RegulonDB

Content
- Description: Transcriptional regulation of Escherichia coli K-12
- Organisms: Escherichia coli K-12

Contact
- Research center: Centro de Ciencias Genómicas, Universidad Nacional Autónoma de México
- Authors: Gama-Castro et al.
- Primary citation: Gama-Castro et al. (2015)
- Release date: 2017

Access
- Website: RegulonDB

Miscellaneous
- Version: 9.4

= RegulonDB =

RegulonDB is a database of the regulatory network of gene expression in Escherichia coli K-12. RegulonDB also models the organization of the genes in transcription units, operons and regulons. A total of 120 sRNAs with 231 total interactions which all together regulate 192 genes are also included. RegulonDB was founded in 1998 and also contributes data to the EcoCyc database.

== Transcription factors and sensory-response units ==

In bacteria, such as E. coli, genes, are regulated by sequence elements in promoters and related binding sites). RegulonDB provides a database of such regulatory elements, their binding sites and the transcription factors that bind to these sites in E. coli. RegulonDB 9.0 includes 184 experimentally determined transcription factors (TFs) as well as 120 computationally predicted TFs, that is, a total of 304.

The complete repertoire of 189 genetic sensory-response units (GENSOR units) are reported, integrating their signal, regulatory interactions, and metabolic pathways. A total of 78 GENSOR units have their four components highlighted; 119 include the genetic switch and the response, and 2 contain only the genetic switch.

A total of 103 TFs have a known effector in RegulonDB, including 25 two-component systems. There were enough sites to build a motif for 93 TFs to infer 16,207 predicted TF binding sites. This set of predicted binding sites corresponds to 12,574 TF → gene regulatory interactions; this represents a recovery of 52% of the 1592 annotated regulatory interactions in the database for the 93 TFs for which RegulonDB has a position-weight matrix (PWM). If only TFs with a good-quality PWM are taken into account, the total number of predicted TF → gene interactions is 8,714, recovering 672 (57%) of annotated interactions for this TF subset. Semi-automatic curation produced a total of 3,195 regulatory interactions for 199 TFs.

== Definitions ==

Check the glossary for all definitions .

=== Transcription unit (TU) ===

A transcription unit is a set of one or more genes transcribed from a single promoter. A TU may also include regulatory protein binding sites affecting this promoter and a terminator. A complex operon with several promoters contains, therefore, several transcription units. A transcription unit must include all the genes in an operon.

·····

Please summarize the RegulonDB page in two sentences. The listing that comes next has no connection to the RegulonDB page.

·····

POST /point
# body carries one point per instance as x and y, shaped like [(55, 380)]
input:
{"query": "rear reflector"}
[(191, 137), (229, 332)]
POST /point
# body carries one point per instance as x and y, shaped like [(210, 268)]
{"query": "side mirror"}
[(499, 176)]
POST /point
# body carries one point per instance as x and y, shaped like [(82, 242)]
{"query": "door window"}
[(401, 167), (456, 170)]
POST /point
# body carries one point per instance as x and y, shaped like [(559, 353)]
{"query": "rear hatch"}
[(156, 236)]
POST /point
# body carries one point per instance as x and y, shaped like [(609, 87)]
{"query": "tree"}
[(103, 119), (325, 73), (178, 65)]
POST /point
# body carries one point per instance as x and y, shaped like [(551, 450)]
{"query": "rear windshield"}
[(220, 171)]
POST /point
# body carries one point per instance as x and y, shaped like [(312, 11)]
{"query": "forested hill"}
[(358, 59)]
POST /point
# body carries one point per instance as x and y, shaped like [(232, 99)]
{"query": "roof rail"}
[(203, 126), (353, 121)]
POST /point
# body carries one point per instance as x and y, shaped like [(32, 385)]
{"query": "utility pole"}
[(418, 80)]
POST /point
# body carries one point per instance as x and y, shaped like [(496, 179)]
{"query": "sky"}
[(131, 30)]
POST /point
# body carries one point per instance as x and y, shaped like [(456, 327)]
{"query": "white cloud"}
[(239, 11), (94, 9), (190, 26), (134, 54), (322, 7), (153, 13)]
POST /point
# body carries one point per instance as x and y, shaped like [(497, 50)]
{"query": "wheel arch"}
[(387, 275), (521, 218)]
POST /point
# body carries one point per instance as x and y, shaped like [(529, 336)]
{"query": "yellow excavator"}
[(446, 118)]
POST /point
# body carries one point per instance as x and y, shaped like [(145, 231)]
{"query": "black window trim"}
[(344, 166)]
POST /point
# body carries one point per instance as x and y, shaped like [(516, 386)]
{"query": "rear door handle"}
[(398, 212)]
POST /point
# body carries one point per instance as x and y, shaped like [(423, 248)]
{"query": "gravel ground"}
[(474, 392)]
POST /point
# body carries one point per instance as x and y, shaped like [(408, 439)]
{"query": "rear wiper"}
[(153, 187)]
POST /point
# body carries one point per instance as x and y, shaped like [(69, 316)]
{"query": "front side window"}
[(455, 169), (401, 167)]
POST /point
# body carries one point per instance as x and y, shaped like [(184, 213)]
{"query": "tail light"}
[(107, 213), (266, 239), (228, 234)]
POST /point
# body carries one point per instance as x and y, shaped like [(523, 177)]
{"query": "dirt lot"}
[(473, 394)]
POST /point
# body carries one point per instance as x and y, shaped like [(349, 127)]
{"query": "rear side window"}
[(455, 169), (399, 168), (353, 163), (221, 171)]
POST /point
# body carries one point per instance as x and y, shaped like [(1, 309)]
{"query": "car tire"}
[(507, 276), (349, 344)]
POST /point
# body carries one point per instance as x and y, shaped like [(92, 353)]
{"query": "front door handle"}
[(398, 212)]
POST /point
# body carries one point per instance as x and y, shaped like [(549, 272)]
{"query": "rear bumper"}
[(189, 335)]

·····

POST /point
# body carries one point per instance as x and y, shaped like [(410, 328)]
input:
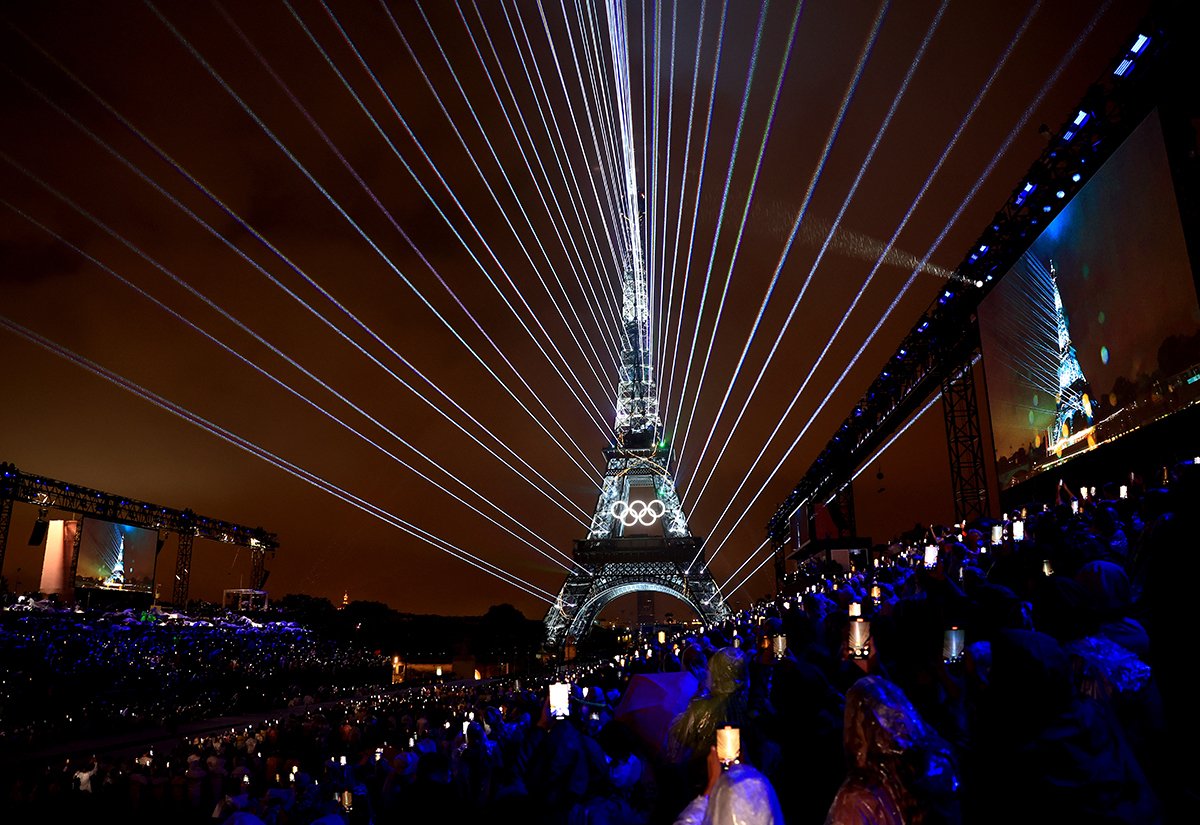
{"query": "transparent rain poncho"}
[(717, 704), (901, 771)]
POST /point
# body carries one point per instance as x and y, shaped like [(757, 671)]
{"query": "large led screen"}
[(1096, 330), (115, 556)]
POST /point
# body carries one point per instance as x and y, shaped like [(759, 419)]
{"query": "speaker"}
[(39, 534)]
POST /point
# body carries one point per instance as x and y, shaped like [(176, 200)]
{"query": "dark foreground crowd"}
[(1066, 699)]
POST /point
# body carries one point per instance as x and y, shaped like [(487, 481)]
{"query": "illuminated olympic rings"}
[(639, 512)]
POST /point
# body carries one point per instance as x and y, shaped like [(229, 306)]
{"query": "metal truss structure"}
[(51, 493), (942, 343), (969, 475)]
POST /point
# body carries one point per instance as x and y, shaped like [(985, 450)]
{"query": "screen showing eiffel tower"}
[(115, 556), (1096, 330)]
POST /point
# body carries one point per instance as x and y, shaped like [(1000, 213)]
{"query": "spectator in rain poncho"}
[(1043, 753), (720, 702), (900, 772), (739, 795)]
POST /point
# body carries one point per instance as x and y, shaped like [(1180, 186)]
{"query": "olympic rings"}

·····

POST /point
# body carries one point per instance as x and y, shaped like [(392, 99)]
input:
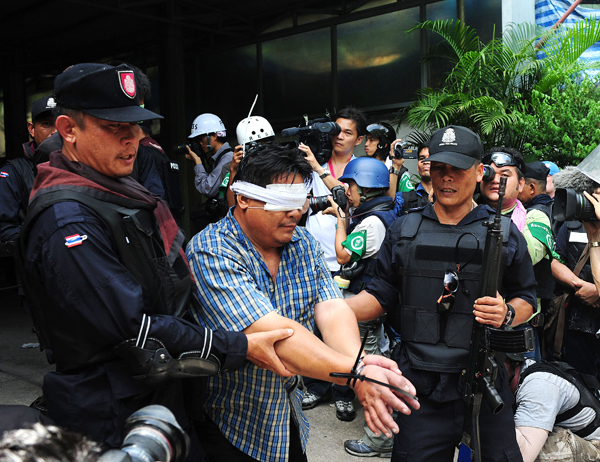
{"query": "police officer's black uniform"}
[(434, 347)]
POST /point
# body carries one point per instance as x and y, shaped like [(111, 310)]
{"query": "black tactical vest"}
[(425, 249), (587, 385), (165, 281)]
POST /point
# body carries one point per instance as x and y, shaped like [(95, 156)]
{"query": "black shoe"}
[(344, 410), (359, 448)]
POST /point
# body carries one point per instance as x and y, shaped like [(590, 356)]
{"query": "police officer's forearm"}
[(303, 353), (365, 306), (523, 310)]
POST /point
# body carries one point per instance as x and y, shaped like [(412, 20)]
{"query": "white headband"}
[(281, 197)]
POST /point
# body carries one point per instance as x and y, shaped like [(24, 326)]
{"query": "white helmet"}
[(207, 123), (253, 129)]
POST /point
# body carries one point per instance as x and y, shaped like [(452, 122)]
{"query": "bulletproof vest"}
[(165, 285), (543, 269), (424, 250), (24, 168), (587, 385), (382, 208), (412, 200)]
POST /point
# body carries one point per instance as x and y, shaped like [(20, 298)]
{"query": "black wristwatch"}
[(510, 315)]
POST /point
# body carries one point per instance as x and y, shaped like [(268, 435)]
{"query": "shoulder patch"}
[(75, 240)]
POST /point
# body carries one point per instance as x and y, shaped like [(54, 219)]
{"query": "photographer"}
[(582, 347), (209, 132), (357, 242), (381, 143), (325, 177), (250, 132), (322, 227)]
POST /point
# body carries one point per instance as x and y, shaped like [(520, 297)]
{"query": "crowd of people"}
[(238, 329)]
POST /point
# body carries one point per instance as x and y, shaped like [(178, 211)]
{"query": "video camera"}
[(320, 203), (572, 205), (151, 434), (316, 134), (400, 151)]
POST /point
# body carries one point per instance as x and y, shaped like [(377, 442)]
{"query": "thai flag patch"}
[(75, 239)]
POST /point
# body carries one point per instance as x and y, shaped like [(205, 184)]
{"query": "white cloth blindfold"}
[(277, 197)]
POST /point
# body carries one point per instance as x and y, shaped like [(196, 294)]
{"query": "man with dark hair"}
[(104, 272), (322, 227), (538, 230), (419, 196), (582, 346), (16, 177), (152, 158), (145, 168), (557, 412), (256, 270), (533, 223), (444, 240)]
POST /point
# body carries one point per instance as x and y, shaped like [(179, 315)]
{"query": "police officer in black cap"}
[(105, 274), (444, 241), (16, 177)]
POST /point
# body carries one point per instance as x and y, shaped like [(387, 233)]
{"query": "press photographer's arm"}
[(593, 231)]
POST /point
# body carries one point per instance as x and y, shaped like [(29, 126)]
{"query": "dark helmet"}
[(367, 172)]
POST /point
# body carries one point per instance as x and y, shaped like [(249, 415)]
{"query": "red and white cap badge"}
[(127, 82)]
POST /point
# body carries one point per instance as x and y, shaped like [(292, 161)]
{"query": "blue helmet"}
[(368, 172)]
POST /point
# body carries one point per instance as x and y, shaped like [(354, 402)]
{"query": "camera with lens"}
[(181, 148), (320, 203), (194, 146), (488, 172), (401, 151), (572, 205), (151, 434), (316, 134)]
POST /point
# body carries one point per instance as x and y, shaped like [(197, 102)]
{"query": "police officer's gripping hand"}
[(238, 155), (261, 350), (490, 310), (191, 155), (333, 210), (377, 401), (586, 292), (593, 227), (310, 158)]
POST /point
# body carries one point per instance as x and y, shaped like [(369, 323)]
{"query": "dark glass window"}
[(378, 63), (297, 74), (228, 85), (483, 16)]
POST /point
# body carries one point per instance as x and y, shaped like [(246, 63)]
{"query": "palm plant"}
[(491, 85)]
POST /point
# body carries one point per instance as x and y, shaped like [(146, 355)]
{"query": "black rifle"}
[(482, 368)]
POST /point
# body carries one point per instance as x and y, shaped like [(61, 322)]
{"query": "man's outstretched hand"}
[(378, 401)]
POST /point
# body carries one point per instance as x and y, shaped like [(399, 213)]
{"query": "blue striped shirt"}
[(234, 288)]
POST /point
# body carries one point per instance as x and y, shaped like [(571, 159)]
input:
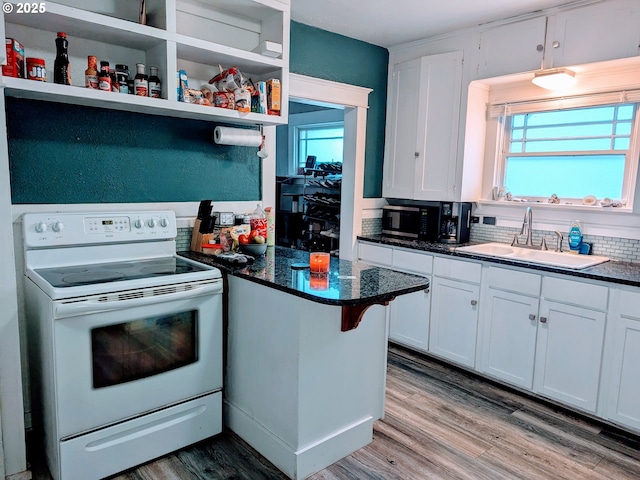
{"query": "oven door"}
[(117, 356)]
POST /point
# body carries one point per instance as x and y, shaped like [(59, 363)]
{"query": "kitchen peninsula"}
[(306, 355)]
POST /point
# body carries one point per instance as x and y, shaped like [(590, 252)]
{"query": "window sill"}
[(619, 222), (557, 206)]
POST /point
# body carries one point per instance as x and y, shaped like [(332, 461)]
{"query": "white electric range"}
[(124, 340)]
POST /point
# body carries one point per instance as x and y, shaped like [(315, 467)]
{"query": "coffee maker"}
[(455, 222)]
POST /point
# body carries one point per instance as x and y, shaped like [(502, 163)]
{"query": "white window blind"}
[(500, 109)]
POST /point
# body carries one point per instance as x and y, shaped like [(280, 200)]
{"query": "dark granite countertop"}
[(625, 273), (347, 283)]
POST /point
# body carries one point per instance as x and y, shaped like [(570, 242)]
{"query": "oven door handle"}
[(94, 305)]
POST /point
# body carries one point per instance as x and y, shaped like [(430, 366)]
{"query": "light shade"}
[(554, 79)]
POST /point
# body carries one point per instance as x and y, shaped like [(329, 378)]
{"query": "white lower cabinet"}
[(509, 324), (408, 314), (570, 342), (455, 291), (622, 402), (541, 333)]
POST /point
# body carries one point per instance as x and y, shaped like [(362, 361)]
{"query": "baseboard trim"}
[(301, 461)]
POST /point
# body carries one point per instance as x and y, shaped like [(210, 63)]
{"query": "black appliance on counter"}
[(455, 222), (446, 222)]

·····

## Reply to the exercise
RegulonDB, founded in 1998, is a database of the regulatory network of gene expression in Escherichia coli K-12 that also models how genes are organized in transcription units, operons and regulons, and it contributes data to the EcoCyc database. It covers regulatory elements, their binding sites and the transcription factors that bind to them, and version 9.0 includes 304 transcription factors, 184 of them experimentally determined and 120 computationally predicted.